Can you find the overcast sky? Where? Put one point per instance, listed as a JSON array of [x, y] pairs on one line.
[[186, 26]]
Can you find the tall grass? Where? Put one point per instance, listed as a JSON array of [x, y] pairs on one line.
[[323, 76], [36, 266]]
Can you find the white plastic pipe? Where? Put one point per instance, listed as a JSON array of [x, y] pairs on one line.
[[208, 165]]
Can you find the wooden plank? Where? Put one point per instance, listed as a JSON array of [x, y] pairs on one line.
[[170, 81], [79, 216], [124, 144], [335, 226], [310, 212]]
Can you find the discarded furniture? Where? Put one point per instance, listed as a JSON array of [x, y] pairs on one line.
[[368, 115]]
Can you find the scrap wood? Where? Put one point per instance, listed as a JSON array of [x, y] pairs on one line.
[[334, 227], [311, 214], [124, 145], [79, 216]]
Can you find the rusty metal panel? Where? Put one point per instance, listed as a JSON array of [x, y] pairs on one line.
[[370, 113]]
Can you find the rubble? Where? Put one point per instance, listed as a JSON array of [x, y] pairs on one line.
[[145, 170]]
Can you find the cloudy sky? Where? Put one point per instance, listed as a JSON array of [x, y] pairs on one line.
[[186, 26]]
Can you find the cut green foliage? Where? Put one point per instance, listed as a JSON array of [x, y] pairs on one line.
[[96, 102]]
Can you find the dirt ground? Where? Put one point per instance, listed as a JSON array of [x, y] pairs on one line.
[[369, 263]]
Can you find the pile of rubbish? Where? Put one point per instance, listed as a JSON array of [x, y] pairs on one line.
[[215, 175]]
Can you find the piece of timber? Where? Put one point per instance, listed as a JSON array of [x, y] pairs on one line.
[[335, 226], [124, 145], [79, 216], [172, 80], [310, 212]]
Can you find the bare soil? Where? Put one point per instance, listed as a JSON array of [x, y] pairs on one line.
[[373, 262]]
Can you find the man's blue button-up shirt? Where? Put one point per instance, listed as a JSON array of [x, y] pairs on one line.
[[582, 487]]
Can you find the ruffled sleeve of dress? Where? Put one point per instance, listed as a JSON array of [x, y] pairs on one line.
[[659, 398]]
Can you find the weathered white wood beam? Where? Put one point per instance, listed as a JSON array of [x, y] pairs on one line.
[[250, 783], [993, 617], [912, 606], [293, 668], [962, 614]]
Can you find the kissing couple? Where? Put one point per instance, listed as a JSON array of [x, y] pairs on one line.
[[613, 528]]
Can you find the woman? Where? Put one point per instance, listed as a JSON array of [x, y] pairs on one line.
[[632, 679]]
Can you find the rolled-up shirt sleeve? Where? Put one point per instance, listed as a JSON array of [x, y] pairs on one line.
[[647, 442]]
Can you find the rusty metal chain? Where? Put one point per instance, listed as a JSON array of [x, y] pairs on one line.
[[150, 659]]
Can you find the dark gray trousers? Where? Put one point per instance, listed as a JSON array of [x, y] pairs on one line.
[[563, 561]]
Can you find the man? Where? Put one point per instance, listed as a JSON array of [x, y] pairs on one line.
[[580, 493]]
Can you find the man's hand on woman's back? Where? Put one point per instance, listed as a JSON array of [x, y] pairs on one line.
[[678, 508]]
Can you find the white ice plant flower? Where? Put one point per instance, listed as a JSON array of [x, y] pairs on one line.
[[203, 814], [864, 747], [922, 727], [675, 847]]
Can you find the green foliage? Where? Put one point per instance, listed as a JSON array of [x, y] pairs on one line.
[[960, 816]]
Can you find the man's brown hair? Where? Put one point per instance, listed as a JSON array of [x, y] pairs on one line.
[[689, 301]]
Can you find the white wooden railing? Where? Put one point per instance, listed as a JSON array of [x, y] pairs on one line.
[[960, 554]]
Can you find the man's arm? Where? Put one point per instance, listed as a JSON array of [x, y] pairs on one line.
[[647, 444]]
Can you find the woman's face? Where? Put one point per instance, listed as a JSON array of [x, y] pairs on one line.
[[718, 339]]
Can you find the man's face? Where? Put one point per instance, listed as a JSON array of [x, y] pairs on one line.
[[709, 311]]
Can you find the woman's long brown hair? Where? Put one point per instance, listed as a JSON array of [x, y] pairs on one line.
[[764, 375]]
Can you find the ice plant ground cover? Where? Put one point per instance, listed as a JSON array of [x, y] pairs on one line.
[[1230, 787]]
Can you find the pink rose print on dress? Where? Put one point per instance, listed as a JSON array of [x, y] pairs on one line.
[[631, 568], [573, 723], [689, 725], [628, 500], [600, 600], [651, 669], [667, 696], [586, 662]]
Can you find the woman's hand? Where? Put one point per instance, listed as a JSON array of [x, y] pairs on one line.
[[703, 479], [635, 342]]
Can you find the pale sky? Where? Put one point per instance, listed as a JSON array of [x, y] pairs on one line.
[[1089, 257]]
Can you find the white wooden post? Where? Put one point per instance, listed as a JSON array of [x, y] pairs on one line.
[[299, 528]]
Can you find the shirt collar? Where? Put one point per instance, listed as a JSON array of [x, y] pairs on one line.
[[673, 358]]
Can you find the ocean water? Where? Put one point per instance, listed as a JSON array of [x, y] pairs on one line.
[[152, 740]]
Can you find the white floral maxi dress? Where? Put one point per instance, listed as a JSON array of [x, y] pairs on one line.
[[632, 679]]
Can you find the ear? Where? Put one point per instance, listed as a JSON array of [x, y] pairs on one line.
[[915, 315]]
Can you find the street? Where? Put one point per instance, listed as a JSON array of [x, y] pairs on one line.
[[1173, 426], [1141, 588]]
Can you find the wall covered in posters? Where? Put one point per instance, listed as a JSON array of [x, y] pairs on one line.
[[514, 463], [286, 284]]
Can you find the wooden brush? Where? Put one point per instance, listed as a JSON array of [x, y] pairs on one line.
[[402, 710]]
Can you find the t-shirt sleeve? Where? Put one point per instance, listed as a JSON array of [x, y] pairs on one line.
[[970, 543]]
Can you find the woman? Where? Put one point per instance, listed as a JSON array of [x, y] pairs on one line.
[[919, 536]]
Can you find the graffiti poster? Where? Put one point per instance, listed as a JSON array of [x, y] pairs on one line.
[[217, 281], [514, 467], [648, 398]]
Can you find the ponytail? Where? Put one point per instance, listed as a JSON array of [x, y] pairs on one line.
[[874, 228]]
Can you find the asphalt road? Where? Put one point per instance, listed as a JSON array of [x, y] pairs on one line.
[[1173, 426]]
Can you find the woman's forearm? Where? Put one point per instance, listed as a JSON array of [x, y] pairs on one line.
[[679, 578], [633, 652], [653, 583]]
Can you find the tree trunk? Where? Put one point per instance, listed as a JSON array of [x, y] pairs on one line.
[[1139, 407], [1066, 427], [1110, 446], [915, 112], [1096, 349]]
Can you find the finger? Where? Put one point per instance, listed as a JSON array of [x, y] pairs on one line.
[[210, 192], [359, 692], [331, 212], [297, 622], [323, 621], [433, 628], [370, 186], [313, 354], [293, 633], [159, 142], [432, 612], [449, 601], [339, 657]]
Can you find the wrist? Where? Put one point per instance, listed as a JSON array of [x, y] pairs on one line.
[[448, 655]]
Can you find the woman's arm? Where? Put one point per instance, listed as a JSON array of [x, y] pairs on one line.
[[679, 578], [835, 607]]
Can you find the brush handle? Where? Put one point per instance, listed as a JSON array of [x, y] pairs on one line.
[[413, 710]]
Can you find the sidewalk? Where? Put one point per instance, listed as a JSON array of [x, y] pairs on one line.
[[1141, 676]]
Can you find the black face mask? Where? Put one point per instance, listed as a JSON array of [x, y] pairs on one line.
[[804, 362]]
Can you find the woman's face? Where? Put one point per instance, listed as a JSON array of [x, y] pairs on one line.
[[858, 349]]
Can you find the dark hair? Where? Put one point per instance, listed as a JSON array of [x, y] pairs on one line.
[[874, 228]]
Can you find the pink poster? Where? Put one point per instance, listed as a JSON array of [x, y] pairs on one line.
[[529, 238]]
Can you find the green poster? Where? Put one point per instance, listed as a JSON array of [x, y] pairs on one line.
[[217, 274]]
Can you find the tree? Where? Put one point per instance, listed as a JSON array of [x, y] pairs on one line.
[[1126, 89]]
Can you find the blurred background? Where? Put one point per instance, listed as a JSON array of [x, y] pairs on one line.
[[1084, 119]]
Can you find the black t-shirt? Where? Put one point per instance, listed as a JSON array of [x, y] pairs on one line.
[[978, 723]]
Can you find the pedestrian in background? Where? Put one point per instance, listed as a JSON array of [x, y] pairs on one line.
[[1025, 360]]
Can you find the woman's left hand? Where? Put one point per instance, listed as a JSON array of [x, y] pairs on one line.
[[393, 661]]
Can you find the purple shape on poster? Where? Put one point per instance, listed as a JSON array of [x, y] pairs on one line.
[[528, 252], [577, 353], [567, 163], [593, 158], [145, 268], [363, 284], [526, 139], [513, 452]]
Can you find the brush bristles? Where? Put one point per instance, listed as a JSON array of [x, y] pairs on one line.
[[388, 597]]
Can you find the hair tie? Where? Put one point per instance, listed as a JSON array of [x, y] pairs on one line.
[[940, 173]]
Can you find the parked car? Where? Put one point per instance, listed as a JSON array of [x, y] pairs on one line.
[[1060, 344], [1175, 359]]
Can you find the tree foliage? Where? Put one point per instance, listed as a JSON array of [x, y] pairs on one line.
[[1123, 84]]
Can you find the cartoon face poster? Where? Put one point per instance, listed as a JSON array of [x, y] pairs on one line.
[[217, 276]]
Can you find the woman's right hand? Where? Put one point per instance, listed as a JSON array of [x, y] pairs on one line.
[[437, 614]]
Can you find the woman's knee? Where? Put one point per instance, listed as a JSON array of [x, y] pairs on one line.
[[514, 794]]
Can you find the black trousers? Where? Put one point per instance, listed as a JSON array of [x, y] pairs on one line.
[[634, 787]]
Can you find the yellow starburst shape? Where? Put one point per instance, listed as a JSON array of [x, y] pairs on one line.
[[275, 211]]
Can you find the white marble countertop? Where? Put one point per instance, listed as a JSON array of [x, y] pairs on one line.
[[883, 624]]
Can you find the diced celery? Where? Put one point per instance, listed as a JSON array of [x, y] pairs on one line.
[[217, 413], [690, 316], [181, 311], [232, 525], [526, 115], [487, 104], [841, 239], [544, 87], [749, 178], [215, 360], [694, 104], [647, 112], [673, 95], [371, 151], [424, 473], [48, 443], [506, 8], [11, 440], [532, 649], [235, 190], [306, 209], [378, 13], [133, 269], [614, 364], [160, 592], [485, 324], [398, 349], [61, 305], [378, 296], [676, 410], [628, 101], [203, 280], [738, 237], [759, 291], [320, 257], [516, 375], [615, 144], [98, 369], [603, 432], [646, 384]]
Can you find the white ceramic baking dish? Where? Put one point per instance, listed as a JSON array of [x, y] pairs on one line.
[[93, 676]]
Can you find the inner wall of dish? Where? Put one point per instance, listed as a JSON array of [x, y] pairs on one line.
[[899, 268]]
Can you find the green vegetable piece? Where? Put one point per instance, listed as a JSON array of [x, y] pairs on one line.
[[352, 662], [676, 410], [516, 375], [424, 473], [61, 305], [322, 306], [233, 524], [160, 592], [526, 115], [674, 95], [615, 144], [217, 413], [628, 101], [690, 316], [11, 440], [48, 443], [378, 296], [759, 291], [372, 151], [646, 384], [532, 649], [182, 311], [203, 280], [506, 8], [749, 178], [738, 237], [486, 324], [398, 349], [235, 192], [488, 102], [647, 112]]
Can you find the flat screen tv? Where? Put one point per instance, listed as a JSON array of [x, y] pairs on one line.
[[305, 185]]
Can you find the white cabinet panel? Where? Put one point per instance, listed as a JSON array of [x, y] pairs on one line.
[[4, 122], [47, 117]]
= = = = = = =
TASK OBJECTIVE: Rewrite the lines from the top of the items through the line containing "[[208, 165]]", replacing "tall grass" with "dry weeds" and leaving everything else unchanged.

RESPONSE:
Can you find the overcast sky? Where? Put one point per instance, listed as a JSON array of [x, y] pairs on one line.
[[186, 26]]
Can you find the dry weeds? Where? Put one point per instance, listed as a JSON array of [x, y] pairs on one line.
[[323, 76], [36, 266]]
Can you find the white plastic pipe? Where? Put one point per instance, listed as a JSON array of [x, y] pairs on one line.
[[208, 165]]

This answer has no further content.